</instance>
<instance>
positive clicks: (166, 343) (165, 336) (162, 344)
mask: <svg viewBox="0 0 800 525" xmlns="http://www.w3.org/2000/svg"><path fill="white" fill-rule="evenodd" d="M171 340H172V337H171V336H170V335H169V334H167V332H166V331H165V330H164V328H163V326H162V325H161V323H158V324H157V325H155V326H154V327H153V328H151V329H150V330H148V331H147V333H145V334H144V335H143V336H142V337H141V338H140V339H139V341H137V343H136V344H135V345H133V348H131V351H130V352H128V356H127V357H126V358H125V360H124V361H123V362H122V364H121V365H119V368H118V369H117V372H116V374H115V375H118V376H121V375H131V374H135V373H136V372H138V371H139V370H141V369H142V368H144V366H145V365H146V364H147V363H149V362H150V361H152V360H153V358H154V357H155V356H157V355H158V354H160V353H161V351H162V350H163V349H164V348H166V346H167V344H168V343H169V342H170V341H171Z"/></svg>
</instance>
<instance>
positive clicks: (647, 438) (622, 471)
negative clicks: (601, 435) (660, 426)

Directions =
The reply should restate the records above in full, character for character.

Answer to this problem =
</instance>
<instance>
positive clicks: (166, 343) (165, 336) (162, 344)
mask: <svg viewBox="0 0 800 525" xmlns="http://www.w3.org/2000/svg"><path fill="white" fill-rule="evenodd" d="M171 340H172V337H171V336H170V335H169V334H167V332H166V331H165V330H164V328H163V326H162V325H161V323H158V324H157V325H155V326H154V327H153V328H151V329H150V330H148V331H147V333H145V334H144V335H143V336H142V337H141V338H140V339H139V341H137V343H136V344H135V345H133V348H131V351H130V352H128V356H127V357H126V358H125V360H124V361H123V362H122V364H121V365H119V368H118V369H117V372H116V374H115V375H118V376H121V375H131V374H135V373H136V372H138V371H139V370H141V369H142V368H144V366H145V365H146V364H147V363H149V362H150V361H152V360H153V358H154V357H155V356H157V355H158V354H160V353H161V351H162V350H163V349H164V348H166V346H167V344H168V343H169V342H170V341H171Z"/></svg>
</instance>
<instance>
positive clicks: (647, 438) (622, 471)
negative clicks: (601, 435) (660, 426)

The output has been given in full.